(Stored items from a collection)
§

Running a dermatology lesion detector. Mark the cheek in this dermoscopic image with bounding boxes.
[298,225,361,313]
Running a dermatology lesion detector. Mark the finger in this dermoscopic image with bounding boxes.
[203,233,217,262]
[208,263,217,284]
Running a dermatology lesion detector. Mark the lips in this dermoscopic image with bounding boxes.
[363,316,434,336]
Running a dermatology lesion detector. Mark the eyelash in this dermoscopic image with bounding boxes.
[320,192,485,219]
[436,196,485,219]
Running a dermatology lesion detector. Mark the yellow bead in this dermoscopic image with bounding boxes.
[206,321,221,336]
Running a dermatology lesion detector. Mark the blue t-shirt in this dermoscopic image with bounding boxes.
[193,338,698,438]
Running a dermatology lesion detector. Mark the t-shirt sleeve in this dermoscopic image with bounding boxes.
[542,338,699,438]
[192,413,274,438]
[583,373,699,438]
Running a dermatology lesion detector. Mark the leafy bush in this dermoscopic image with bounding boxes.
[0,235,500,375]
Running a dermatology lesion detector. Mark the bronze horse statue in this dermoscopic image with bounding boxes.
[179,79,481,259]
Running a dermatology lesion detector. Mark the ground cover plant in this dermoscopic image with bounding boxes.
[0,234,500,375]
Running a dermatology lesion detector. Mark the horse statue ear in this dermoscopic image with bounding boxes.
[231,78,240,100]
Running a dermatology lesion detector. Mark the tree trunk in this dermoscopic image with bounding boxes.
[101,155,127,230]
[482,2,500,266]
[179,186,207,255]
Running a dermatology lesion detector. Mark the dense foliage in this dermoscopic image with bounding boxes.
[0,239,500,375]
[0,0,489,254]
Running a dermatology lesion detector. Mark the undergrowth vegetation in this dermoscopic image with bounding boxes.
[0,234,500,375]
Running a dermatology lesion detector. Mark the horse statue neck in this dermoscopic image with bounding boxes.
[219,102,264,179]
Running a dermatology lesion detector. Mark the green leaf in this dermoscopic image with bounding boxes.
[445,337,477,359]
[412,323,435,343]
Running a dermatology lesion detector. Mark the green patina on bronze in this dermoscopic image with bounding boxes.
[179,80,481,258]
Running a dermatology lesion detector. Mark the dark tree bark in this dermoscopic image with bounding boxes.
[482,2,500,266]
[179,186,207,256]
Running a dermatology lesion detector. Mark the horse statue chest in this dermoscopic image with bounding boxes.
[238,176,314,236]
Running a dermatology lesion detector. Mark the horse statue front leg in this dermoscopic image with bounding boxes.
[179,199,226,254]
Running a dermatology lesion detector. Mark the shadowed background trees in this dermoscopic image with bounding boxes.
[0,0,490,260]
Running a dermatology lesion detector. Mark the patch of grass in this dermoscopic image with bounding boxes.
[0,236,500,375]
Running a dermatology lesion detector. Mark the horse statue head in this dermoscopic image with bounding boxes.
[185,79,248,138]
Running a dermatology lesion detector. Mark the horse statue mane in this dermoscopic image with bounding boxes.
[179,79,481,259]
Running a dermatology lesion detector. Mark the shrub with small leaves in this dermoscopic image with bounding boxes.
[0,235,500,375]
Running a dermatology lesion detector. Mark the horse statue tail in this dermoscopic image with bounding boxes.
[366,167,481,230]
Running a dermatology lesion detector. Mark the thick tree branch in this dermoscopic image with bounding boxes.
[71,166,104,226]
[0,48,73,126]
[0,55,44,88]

§

__Exercise description__
Rewrite the material above with every occurrence of "dermatology lesion detector" changed to "general object detector", leaving all other text unchanged.

__Task output__
Running a general object detector. Mark the cheek in this dermoscopic image with bounding boxes.
[298,225,361,313]
Running a general object detector. Mark the finger in this dermoscopic image with bounding boxes.
[203,233,217,262]
[208,263,217,284]
Running a general object detector. Mark the lips in this dermoscopic image with bounding boxes.
[363,316,434,336]
Running a general object detector. Mark the eyelash in this dermoscopic image with bounding boxes.
[320,192,485,219]
[436,196,485,219]
Running a general object detector. Mark the yellow bead in this dermoscopic image with bounding boxes.
[206,321,221,336]
Running a general object detector. Mark the blue t-shirt in this dermoscopic image with bounding boxes.
[193,338,698,438]
Running a general object detector. Mark the t-shirt sleeve in this dermoscopic image with bounding boxes.
[542,338,699,438]
[192,413,274,438]
[583,373,699,438]
Running a general object detector. Mark the leafy bush in this dermoscopic image with bounding boxes.
[0,235,500,375]
Running a general object detector. Mark the bronze horse statue in this dermoscopic image with bounding boxes.
[179,79,481,259]
Running a general object detector. Mark the ground cover plant in this dermoscopic image with bounding boxes.
[0,234,500,375]
Running a general object detector. Mark the horse statue ear in this dermoscopic image with bounding boxes.
[231,78,240,100]
Running a general object detector. Mark the tree trunk in this dermoscopic image with bounding boxes.
[101,155,127,230]
[482,2,500,266]
[179,186,207,255]
Running a general object detector. Mark the dense foliage in this dermoscopic image with bounding boxes.
[0,239,500,375]
[0,0,489,254]
Running a general object detector. Mark the undergrowth vegetation in this dermoscopic image with bounding boxes.
[0,234,500,375]
Running a general object detector. Mark the horse statue neck in this dermoscopic image with bounding boxes.
[219,102,264,179]
Running a general object detector. Mark the green leaf in this dermoscopic image with bounding boxes.
[445,337,477,359]
[412,323,435,343]
Running a general object detector. Mark the green patina on bronze in this dermoscopic image with bounding boxes.
[179,80,481,258]
Running a general object detector. Mark the dark tree bark in this dermoscopic image with bounding boxes.
[482,2,500,266]
[179,186,207,256]
Running a general object detector. Mark the horse statue chest in this dermoscopic image with bounding boxes.
[238,176,314,236]
Running a general object detector. Mark the horse statue front leg in this dermoscopic image with bounding boxes.
[179,199,226,254]
Running a general object detector. Mark the shadowed background trees in this dermoscopic image with bounding boxes.
[0,0,490,260]
Running a general object detector. Mark the patch of grass in this dermoscopic image with bounding boxes.
[0,236,500,375]
Running a general object detector. Mark the horse statue head in this dermoscopic image with bounding boxes.
[185,79,248,138]
Running a general object detector. Mark the horse statue mane in this dermoscopic image with bounding boxes.
[179,79,481,259]
Running a general object detector. Mark the shrub with small leaves in this dermoscopic image with bounding boxes.
[0,235,500,375]
Running a general object detector. Mark the horse statue tail in this dermoscopic image with bounding boxes.
[366,167,481,230]
Running a general object detector. Mark the thick tree branch in this dermoscopic image with bounding boxes.
[71,166,104,226]
[0,48,73,126]
[0,55,44,88]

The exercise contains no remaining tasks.